-- Opening Marker --

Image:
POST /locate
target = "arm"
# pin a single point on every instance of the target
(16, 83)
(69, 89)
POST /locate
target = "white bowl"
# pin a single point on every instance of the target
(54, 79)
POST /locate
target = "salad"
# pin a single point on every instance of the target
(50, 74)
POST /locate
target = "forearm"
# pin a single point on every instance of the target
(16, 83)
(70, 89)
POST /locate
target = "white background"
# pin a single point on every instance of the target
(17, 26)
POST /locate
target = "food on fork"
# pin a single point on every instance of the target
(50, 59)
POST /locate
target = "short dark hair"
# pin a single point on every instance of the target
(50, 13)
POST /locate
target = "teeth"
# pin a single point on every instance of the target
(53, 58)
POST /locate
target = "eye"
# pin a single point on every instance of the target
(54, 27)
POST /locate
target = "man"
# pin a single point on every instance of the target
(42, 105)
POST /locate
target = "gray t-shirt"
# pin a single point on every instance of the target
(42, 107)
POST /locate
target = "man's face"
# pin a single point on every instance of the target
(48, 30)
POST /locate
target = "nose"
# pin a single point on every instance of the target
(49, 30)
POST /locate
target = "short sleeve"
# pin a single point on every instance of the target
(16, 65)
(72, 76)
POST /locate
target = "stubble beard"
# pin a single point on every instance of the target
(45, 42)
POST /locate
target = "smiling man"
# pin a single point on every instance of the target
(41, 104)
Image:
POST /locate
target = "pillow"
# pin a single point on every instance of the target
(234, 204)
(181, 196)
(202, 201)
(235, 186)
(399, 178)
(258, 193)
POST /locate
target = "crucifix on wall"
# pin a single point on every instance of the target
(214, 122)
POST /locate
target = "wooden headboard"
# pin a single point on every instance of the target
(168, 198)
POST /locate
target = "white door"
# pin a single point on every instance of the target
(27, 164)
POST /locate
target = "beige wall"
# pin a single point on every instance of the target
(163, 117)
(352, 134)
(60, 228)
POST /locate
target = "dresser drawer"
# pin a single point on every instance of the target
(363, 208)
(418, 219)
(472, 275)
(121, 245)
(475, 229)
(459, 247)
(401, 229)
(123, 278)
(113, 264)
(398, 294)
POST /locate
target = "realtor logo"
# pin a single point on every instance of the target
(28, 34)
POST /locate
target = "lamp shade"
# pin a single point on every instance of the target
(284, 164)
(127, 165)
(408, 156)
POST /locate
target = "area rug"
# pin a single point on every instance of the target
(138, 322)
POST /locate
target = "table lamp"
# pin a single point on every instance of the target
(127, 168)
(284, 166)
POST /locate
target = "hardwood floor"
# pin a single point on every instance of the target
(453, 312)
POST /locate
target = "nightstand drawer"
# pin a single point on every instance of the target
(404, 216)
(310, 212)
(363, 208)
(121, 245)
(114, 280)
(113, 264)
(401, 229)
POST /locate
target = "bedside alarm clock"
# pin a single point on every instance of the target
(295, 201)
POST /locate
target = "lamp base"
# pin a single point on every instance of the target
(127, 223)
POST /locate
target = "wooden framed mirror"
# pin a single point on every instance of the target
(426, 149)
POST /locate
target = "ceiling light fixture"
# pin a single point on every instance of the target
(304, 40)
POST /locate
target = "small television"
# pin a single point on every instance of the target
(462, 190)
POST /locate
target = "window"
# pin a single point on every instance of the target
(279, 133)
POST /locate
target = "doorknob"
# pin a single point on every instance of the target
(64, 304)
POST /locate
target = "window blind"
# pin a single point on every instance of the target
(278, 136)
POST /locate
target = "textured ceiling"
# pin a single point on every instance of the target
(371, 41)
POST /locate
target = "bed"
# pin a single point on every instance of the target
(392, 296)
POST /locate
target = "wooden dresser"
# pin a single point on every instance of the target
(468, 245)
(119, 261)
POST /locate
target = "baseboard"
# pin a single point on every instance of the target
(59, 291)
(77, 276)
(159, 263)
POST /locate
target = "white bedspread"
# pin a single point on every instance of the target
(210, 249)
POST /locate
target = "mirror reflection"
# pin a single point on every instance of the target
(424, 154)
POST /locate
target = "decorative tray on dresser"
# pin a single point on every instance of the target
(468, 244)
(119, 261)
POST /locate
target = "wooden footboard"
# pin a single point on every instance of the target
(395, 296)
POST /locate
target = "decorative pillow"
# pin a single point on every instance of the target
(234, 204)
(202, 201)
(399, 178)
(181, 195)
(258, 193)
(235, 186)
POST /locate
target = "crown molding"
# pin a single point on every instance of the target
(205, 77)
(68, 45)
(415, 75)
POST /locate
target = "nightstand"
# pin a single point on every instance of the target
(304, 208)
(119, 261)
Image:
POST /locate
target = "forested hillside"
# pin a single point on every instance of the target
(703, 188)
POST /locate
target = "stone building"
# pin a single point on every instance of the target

-- Closing Marker --

WHAT TO WORK ON> In full and word for word, give the listing above again.

THE ANSWER>
Image:
POST /locate
target = "arm"
# pin a single point on every instance of the target
(16, 83)
(69, 89)
POST /locate
target = "white bowl"
# pin a single point on every instance of the target
(54, 79)
POST /locate
target = "salad"
# pin a single point on every instance of the target
(50, 74)
POST /locate
target = "forearm"
# pin a single point on every instance of the target
(16, 83)
(70, 89)
POST /locate
target = "white background"
# pin a single point on every instance of the target
(17, 26)
POST /locate
target = "food on fork"
# pin a single point on every instance of the target
(50, 59)
POST /locate
target = "short dark hair"
# pin a single point on every instance of the target
(50, 13)
POST /locate
target = "teeth"
# pin a single point on every instance of the target
(53, 58)
POST /locate
target = "eye"
# pin a single point on every instance of the target
(54, 27)
POST /locate
target = "man"
# pin a single point on every instance of the target
(42, 105)
POST /locate
target = "gray t-shirt"
# pin a single point on every instance of the target
(42, 107)
POST /locate
target = "man's face"
# pin a single point on every instance of the target
(48, 30)
POST /locate
target = "nose"
# pin a single point on every instance of the target
(49, 30)
POST /locate
target = "short sleeve"
# pin a single point on every instance of the target
(16, 65)
(72, 76)
POST /locate
target = "stubble beard"
# pin a single point on every instance of the target
(45, 42)
POST /locate
target = "smiling man"
# pin a single point on every instance of the target
(41, 104)
Image:
POST /locate
target = "pillow"
# pin a single point on every instance of the target
(234, 204)
(181, 196)
(202, 201)
(235, 186)
(399, 178)
(258, 193)
POST /locate
target = "crucifix on wall"
# pin a single point on every instance of the target
(214, 122)
POST /locate
target = "wooden headboard"
# pin a single point on every instance of the target
(168, 198)
POST /locate
target = "white door"
# pin a single point on every instance of the target
(27, 164)
POST /locate
target = "beige wall"
# pin a single point on every instance of the target
(163, 117)
(352, 134)
(60, 228)
POST /locate
target = "dresser drawer"
# pin a single point on every instance of the target
(363, 208)
(418, 219)
(472, 275)
(121, 245)
(475, 229)
(459, 247)
(401, 229)
(123, 278)
(113, 264)
(398, 294)
POST /locate
target = "realtor logo"
# pin a single point on every instance of the target
(28, 34)
POST /locate
target = "lamp shade"
# pin a single point on every instance of the target
(284, 164)
(127, 165)
(408, 156)
POST /locate
target = "area rug"
# pin a single point on every instance of the target
(138, 322)
POST /locate
target = "table lamp"
# pin a single point on every instance of the target
(127, 168)
(284, 166)
POST /locate
target = "hardwood floor"
# pin a single point on every instance of the target
(453, 312)
POST /locate
target = "nightstand drawer"
# pin a single point on every instance of the target
(404, 216)
(310, 212)
(363, 208)
(121, 245)
(114, 280)
(113, 264)
(401, 229)
POST /locate
target = "bedside alarm clock"
# pin a single point on every instance of the target
(295, 201)
POST /locate
target = "lamp base"
# pin a single point on every instance of the target
(127, 223)
POST /locate
target = "wooden framed mirror"
# pin a single point on every instance of the target
(426, 149)
POST /locate
target = "ceiling light fixture"
# pin a single point on every instance of the target
(304, 40)
POST /locate
target = "small television"
# pin a single point on every instance of the target
(462, 190)
POST /locate
target = "window"
# pin a single point on every instance of the target
(279, 133)
POST /locate
target = "doorknob"
# pin a single point on every instance of the target
(64, 304)
POST /locate
target = "window blind"
# pin a single point on every instance of the target
(278, 136)
POST /locate
target = "textured ceiling"
# pin a single point on every instance of the target
(371, 41)
POST /locate
target = "bed"
# pin a single point on every instance of the target
(392, 296)
POST /locate
target = "wooden dresser"
# pin a single point on every instance of the target
(468, 245)
(119, 261)
POST /locate
target = "baseboard"
# pin a single point on every instance of the target
(59, 291)
(77, 276)
(159, 263)
POST /locate
target = "white bedspread"
# pin a single point on every instance of the target
(210, 249)
POST /locate
target = "mirror reflection"
# pin a single point on every instance of the target
(424, 154)
POST /locate
target = "decorative tray on dresser"
# pin a single point on every instance of the target
(468, 244)
(119, 261)
POST /locate
target = "wooden footboard"
# pin a single point on every instance of the target
(395, 296)
POST /locate
target = "decorative pillow"
# pin a single point on every instance of the target
(234, 204)
(202, 201)
(399, 178)
(181, 195)
(258, 193)
(235, 186)
POST /locate
target = "crown molding"
# pin a single point on every instance of the target
(205, 77)
(68, 45)
(415, 75)
POST /locate
target = "nightstand"
# pin a single point on every instance of the target
(304, 208)
(119, 261)
Image:
POST /locate
target = "forested hillside"
# pin a single point on every instance of the target
(703, 188)
POST /locate
target = "stone building"
# pin a single point on every instance of the target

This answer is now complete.